#### Exercices à faire:
1. Dites si chacune de ces affirmations est conforme à l'extrait sur le Piss Christ à Avignon, par oui ou par non, en citant les mots du texte qui tranchent : (a) l'exposition est restée fermée plusieurs semaines ; (b) l'Institut Civitas a organisé une manifestation sur place le 16 avril ; (c) la plainte de l'AGRIF visait la présence de l'œuvre sur la page d'accueil du site de la Collection Lambert.
2. Selon l'extrait sur le Piss Christ à Avignon, pourquoi un geste de la municipalité et de la collection Yvon Lambert aurait-il été bienvenu ? Répondez en une à trois phrases.
3. Poursuivez l'extrait sur le Piss Christ à Avignon après sa dernière phrase.

#### Texte choisi:

Qu'est-il sorti de ces mises en cause ? A ce stade, en plein carême, en plein débat national tendu sur la laïcité, une fois le scandale soulevé, il aurait été bienvenu, voire au moins prudent, que la municipalité d'Avignon et la collection Yvon Lambert se fendent d'un geste. Un mea culpa, même tout petit, aurait été un premier signe de considération. Hélas, malgré une journée de fermeture de l'exposition, vite rouverte, et un communiqué parfaitement relativiste du maire Marie-Josée Roig, les responsables locaux brillaient surtout par leur immobilisme, ne trouvant finalement rien à redire au  Piss Christ  placardé dans tout Avignon. Le dialogue s'est soldé par une fin de non-recevoir, il faudra que les électeurs s'en souviennent aux prochaines échéances.

Dans ce contexte, l'Institut Civitas, lié à la Fraternité Saint Pie X, prenait la tête d'une mobilisation de masse sur internet par l'intermédiaire d'une pétition, et organisait une manifestation sur place le 16 avril, tandis que l'AGRIF déposait une plainte en référé contre la présence du  Piss Christ  en page d'accueil du site de la Collection Lambert. Après tout, en Alsace, un internaute ne venait-il pas de se voir condamné pour une vidéo mise en ligne dans laquelle il urine sur le Coran ? Quand la concorde civile ne repose plus sur un respect partagé et réciproque, vient le temps des tribunaux, capable de trancher l'échec des conciliations.

Données d'annotation pour situer des objets

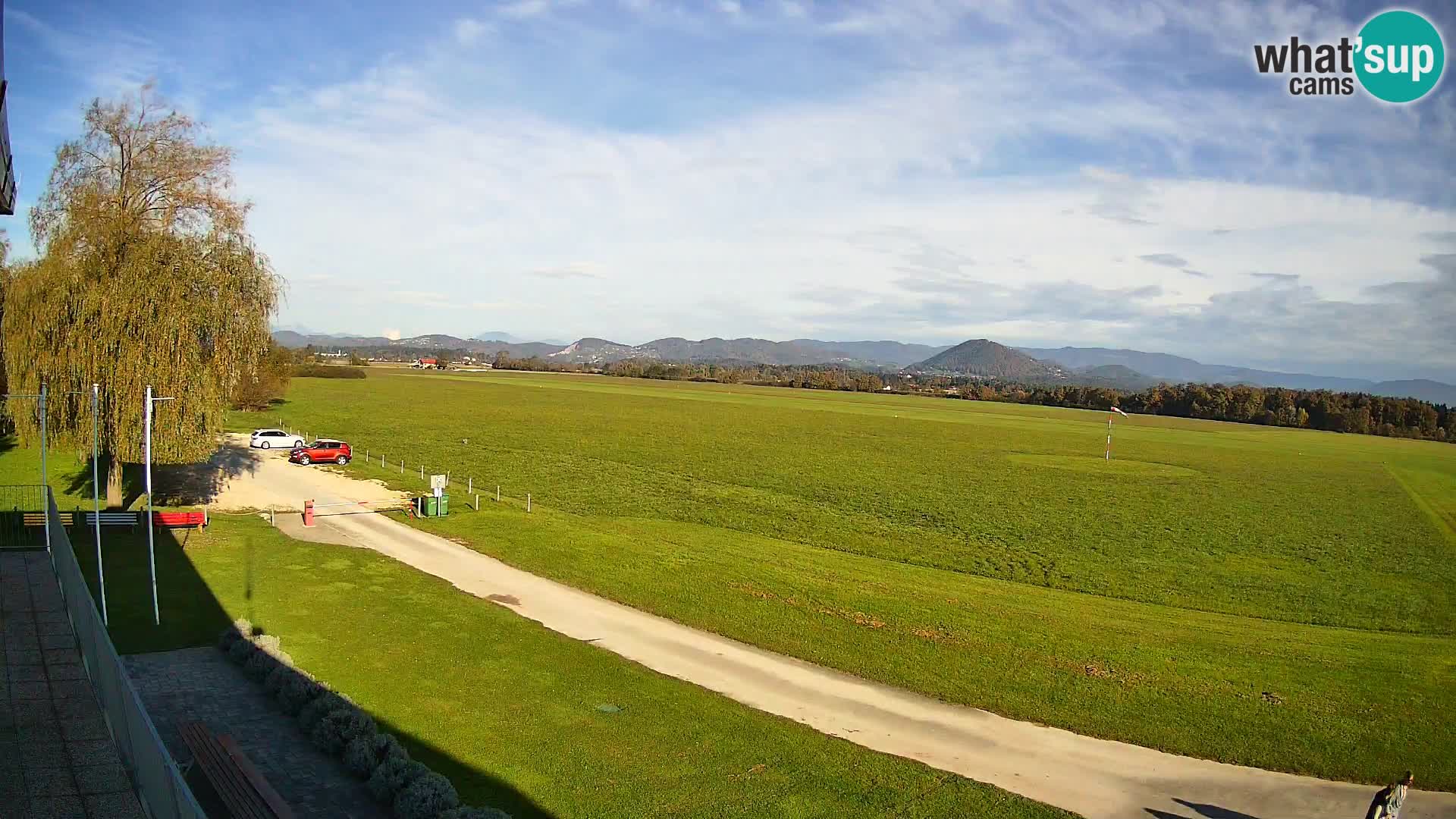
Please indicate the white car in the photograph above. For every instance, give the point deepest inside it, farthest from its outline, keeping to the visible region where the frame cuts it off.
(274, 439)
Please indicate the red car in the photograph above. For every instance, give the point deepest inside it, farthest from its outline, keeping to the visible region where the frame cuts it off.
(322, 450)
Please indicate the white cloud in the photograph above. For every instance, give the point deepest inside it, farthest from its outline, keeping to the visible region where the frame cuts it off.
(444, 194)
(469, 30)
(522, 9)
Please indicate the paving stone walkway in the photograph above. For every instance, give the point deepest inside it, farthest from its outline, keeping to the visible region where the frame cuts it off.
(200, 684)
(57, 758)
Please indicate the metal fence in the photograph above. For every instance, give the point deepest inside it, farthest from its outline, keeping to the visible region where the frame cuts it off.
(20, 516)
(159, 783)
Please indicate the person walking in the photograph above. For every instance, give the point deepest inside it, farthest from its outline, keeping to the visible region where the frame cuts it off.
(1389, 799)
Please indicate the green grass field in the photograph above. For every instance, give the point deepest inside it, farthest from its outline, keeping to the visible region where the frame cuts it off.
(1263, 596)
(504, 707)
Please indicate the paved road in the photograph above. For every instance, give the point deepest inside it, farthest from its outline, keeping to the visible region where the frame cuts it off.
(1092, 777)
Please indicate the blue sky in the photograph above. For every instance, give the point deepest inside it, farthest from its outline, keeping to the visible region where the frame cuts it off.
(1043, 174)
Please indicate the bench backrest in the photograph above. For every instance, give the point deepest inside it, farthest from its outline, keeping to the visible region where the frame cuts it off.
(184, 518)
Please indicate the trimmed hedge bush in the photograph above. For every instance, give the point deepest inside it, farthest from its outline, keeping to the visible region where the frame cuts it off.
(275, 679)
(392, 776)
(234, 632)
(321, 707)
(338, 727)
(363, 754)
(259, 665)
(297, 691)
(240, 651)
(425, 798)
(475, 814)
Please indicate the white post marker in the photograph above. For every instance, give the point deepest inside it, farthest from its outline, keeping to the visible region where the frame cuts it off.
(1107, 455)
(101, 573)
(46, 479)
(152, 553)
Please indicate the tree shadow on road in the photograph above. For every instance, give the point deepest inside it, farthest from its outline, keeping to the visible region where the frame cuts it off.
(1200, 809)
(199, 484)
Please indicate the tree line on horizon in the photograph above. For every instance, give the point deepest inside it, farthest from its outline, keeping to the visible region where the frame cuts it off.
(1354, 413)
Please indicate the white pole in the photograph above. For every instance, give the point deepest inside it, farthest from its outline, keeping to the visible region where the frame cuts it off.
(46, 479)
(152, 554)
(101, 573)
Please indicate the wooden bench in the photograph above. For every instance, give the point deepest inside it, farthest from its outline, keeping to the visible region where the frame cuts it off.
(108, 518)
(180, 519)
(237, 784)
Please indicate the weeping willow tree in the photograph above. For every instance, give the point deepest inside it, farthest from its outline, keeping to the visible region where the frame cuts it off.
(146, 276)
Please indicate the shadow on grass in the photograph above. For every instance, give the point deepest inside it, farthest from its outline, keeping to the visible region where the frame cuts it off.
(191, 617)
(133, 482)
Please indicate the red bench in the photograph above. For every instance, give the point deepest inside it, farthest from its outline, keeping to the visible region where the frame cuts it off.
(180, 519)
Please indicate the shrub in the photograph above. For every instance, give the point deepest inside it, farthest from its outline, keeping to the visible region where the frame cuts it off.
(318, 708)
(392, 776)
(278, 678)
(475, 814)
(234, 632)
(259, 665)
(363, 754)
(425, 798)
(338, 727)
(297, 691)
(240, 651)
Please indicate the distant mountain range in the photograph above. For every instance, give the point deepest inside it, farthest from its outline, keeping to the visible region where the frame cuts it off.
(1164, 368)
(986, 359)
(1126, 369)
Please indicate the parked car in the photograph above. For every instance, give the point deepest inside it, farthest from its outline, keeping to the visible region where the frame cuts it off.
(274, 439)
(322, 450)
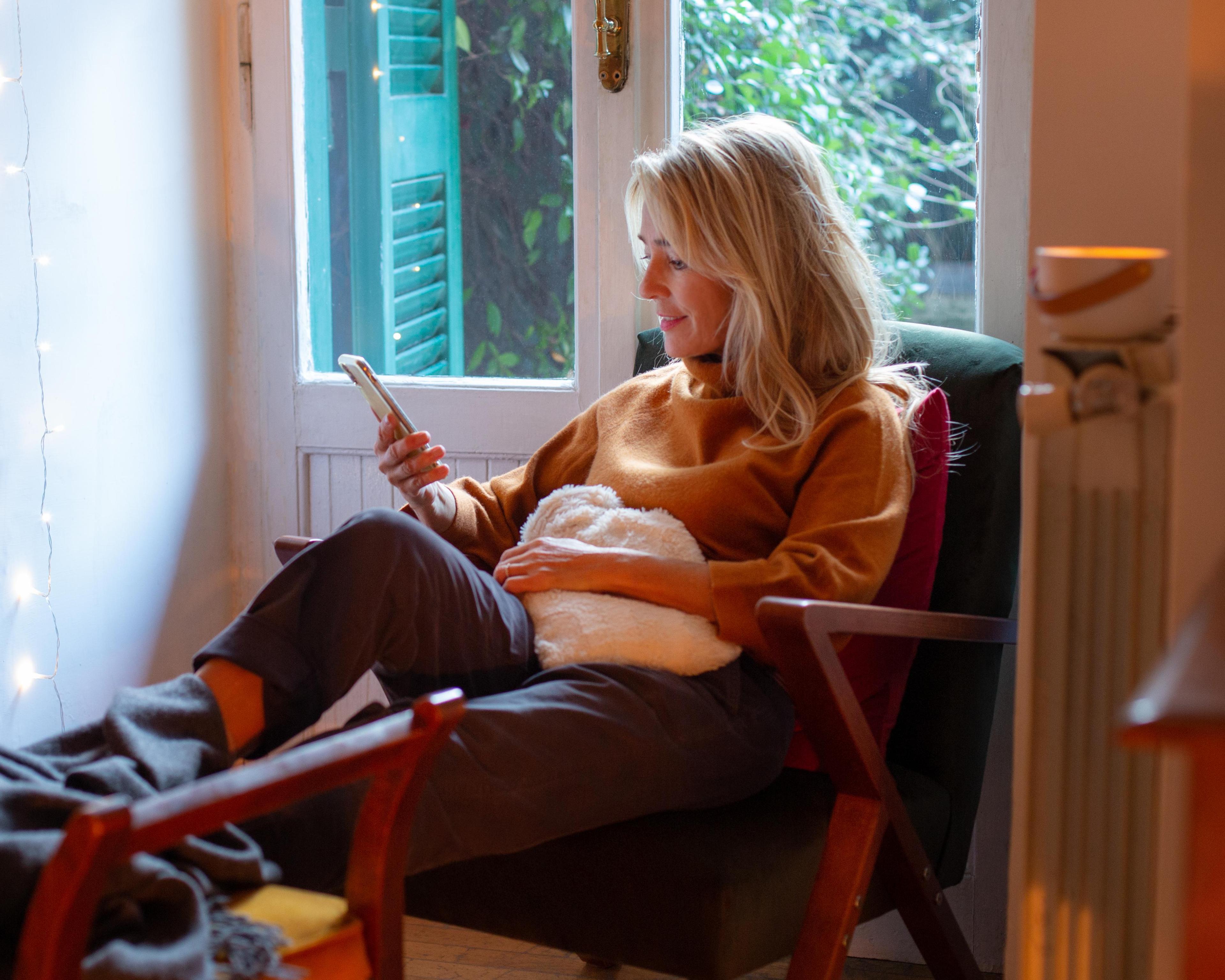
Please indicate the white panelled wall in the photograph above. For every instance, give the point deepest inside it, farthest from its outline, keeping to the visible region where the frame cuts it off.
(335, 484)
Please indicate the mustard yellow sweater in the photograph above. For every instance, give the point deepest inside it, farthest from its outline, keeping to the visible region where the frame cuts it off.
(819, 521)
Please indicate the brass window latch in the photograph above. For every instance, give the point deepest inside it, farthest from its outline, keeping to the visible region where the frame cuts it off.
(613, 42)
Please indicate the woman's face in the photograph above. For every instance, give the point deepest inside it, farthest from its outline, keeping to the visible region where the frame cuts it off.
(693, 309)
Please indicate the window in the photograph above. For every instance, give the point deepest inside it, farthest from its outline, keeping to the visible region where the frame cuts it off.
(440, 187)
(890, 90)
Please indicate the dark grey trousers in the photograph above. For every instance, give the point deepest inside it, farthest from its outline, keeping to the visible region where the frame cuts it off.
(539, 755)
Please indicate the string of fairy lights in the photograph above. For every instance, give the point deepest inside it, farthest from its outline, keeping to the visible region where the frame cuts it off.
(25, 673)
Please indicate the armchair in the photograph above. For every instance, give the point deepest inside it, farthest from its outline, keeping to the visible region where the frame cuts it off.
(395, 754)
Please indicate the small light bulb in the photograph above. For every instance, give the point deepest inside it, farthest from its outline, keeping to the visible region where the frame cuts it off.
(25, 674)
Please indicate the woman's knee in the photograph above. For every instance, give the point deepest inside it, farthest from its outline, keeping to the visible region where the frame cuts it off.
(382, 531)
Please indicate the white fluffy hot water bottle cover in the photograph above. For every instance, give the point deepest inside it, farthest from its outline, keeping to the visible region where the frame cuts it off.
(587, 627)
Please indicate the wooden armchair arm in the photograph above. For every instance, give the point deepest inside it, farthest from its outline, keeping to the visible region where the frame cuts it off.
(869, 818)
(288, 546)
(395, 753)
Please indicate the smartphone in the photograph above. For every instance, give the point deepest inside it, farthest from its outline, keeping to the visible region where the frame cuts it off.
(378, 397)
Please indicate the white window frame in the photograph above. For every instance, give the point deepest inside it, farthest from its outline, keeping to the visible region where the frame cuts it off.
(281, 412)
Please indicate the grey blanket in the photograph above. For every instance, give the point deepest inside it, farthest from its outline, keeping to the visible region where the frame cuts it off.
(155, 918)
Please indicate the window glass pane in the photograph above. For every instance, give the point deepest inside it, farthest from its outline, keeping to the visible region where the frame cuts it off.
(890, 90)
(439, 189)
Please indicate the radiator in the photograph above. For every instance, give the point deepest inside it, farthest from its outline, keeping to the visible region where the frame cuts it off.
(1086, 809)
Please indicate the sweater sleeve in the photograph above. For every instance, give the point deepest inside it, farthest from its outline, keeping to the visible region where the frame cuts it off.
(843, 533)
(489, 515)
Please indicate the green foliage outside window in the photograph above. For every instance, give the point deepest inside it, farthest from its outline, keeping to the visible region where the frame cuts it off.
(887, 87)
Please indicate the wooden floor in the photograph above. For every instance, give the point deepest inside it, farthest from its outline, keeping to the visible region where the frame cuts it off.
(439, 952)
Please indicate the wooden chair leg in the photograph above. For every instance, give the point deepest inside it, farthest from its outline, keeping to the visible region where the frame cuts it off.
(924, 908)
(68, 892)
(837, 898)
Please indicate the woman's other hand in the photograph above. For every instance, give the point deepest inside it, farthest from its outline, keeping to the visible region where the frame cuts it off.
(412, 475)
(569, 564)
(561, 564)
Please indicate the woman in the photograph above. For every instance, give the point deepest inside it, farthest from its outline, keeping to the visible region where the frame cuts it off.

#### Corrigé par exercice:
1.
(a) Non : « une journée de fermeture de l'exposition, vite rouverte ».
(b) Oui : « organisait une manifestation sur place le 16 avril ».
(c) Oui : « l'AGRIF déposait une plainte en référé » et « en page d'accueil du site de la Collection Lambert ».

2. Le scandale avait éclaté en plein carême et en plein débat national tendu sur la laïcité. Dans ce contexte, un mea culpa, même tout petit, aurait été un premier signe de considération.

3.
On aurait pu en rester à ce scénario, et attendre la décision de justice. Il a fallu qu'une étape supplémentaire soit franchie le dimanche 17, avec la destruction du  Piss Christ  par quelques jeunes visiteurs non-identifiés, et ayant choisi d'accélérer le cours des choses. Nous voici donc désormais avec une expédition punitive sur les bras. On ne va pas pleurer sur le  Piss Christ , qui n'est jamais qu'une photo sous plexiglas, artefact reproductible sans la moindre difficulté, mais plutôt s'interroger sur le fond de cette réaction : car s'attaquer à la propriété privée d'autrui, se faire justice soi-même, répondre à la violence de l'image par la violence du geste, et qui plus est sans le signer, c'est entrer dans une logique risquée, celle des rapports de forces et de l'intimidation anonyme, dont on sait qu'elle peut s'envenimer et aller très loin. Nous n'en sommes ici, espérons-le, qu'à une réaction juvénile et pleine d'idéal, et non au début larvé d'une forme de terrorisme tempéré, qui n'aurait vite plus rien de chrétien.

Médiatiquement, l'effet est des plus discutables. Car si l'affaire a eu plusieurs jours les faveurs de la presse nationale, le regard s'est déporté de l'offense faite à la foi vers celle faite à l'art, offrant une diversion opportune à ceux qui étaient initialement mis en cause, les médias ne se privant pas désormais d'accuser les  catholiques intégristes . La collection Lambert a bien évidemment déposé une plainte, et a en outre décidé de la réouverture de l'exposition, le  Piss Christ  étant toujours exposé, mais enrichi à présent de  stigmates  de l'agression qui l'a visé, un comble ! Les pouvoirs publics avaient perdu une occasion de prendre leurs responsabilités, le débat public vient de laisser passer celle de basculer en faveur d'un meilleur respect de la foi chrétienne. L'AGRIF a d'ailleurs été déboutée ce 20 avril de sa plainte contre la Collection Lambert, ce qui ne constitue pas une bonne nouvelle.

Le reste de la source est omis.